Moussaoui was removed from a detention center in Alexandria, Virginia late on Friday and flown to Colorado on a small jet commonly referred to as "Con Air," the service said in a brief statement. He arrived at the so-called "Supermax" prison before dawn on Saturday.
Moussaoui will be held at the top-security prison in Florence, Colorado for the rest of his life. "He has now begun serving his sentence of life without the possibility of release," the statement said.
Supermax inmates are housed in two-meter-by-3.5-meter (seven-foot-by-12-foot) individual cells equipped with a concrete bed, stool and desk, as well as a toilet and a shower. They are allowed only one hour of physical exercise outside their cell each day but remain in chains and isolated during that period of time.
The prison, located in the desert about 145 kilometers (90 miles) south of Denver, houses about 400 of the most dangerous criminals in the United States, including Oklahoma City bombing conspirator Terry Nichols, 1993 World Trade Center bombing planners Omar Abdel Rahman and Ramzi Ahmed Yousef, British "shoe bomber" Richard Reid and Olympic Park bomber Eric Rudolph.
---
_What you need to do:_
Using the report on Moussaoui's transfer, answer each of these briefly:
(a) From what kind of facility, and in which city, was Moussaoui removed?
(b) What are the dimensions of a Supermax cell?
(c) How far is the prison from Denver, and in which direction?
The items below have no connection to the report on Moussaoui's transfer.

Image point grounding data
---
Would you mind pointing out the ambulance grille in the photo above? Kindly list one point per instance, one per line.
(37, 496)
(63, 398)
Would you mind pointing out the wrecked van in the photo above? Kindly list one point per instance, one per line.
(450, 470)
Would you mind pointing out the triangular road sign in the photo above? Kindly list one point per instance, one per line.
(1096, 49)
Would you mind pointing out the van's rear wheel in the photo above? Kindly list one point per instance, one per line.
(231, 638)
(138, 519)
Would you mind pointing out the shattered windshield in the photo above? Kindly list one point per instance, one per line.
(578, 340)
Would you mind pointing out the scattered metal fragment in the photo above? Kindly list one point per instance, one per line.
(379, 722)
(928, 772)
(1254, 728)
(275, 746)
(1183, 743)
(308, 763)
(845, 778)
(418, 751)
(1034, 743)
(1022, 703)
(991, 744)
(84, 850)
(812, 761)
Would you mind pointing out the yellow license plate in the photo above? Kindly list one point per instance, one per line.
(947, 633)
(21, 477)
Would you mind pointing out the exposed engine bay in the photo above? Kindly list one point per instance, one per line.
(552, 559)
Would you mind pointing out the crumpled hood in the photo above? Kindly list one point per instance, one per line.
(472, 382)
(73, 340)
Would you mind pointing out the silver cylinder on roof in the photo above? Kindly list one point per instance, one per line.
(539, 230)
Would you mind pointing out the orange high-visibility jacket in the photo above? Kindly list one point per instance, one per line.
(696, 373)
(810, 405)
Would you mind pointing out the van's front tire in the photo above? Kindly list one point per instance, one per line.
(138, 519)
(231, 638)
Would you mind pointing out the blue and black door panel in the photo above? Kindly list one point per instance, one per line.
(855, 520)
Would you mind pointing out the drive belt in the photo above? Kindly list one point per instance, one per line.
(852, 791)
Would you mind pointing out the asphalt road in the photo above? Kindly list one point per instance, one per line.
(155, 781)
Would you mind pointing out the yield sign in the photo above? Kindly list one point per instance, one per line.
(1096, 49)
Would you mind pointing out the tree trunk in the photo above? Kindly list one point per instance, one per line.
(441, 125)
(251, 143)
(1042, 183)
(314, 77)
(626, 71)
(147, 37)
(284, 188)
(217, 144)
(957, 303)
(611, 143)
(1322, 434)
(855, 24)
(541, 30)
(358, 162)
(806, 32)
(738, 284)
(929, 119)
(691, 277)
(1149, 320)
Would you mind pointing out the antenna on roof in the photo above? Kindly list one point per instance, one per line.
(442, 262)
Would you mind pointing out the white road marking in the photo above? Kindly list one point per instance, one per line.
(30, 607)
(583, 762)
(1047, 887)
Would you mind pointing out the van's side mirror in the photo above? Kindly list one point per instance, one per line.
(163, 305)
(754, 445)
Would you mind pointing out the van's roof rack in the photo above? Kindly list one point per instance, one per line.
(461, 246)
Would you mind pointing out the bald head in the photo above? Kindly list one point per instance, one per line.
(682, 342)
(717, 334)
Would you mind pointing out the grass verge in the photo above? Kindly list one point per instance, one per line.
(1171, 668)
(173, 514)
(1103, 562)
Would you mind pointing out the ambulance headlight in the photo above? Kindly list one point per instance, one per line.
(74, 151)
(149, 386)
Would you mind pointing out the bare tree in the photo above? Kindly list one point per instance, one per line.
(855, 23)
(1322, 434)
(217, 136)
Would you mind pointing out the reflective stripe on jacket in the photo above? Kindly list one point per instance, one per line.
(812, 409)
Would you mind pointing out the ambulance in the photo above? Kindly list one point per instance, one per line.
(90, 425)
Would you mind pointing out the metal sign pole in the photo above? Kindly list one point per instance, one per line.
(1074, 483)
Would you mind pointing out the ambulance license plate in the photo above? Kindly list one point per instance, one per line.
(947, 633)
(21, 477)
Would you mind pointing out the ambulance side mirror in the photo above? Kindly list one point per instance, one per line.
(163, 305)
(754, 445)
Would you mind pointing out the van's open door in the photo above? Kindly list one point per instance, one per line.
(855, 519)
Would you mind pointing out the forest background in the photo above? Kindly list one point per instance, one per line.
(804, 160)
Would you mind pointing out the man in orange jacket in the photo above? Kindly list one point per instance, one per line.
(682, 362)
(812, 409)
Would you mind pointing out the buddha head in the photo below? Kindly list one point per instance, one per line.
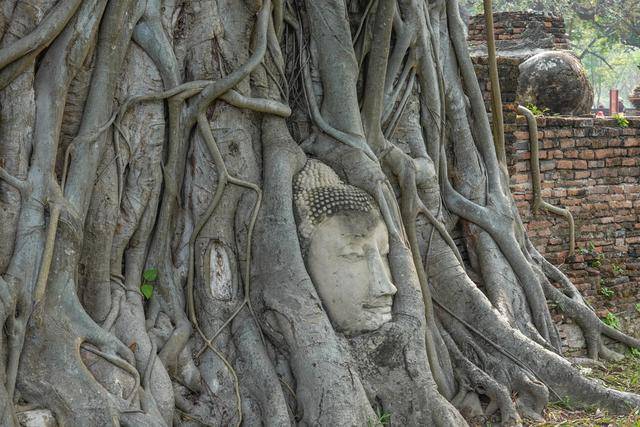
(345, 245)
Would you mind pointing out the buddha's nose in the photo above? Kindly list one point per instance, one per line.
(381, 282)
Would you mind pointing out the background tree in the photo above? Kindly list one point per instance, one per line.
(604, 34)
(151, 267)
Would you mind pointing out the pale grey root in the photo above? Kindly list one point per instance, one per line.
(157, 142)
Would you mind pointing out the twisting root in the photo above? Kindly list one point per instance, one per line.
(21, 185)
(538, 203)
(224, 178)
(41, 36)
(120, 363)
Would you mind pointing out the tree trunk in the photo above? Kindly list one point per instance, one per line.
(159, 250)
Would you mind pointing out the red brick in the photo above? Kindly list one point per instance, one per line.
(603, 153)
(579, 164)
(564, 164)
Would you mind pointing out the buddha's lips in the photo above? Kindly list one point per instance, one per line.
(376, 306)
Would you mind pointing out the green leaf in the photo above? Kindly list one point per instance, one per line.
(150, 275)
(147, 290)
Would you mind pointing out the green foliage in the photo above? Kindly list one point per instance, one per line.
(148, 279)
(150, 275)
(536, 111)
(384, 418)
(612, 320)
(621, 120)
(607, 292)
(596, 262)
(617, 269)
(564, 403)
(589, 250)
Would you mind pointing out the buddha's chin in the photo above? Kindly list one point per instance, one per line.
(374, 318)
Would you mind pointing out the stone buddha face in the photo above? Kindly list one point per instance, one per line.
(345, 245)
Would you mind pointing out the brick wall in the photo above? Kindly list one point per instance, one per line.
(511, 25)
(508, 73)
(591, 167)
(509, 28)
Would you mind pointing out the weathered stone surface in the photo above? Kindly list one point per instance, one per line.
(37, 418)
(555, 80)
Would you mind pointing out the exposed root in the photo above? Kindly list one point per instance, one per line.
(538, 203)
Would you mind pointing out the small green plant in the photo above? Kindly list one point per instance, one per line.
(597, 261)
(621, 120)
(590, 249)
(149, 278)
(536, 111)
(563, 403)
(612, 320)
(617, 269)
(384, 418)
(607, 292)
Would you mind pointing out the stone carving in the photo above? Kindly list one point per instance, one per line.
(555, 80)
(345, 245)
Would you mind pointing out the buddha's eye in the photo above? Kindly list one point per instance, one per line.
(352, 256)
---
_Answer space:_
(a) A detention center in Alexandria, Virginia.
(b) Two meters by 3.5 meters (seven feet by 12 feet).
(c) About 145 kilometers (90 miles) south of Denver.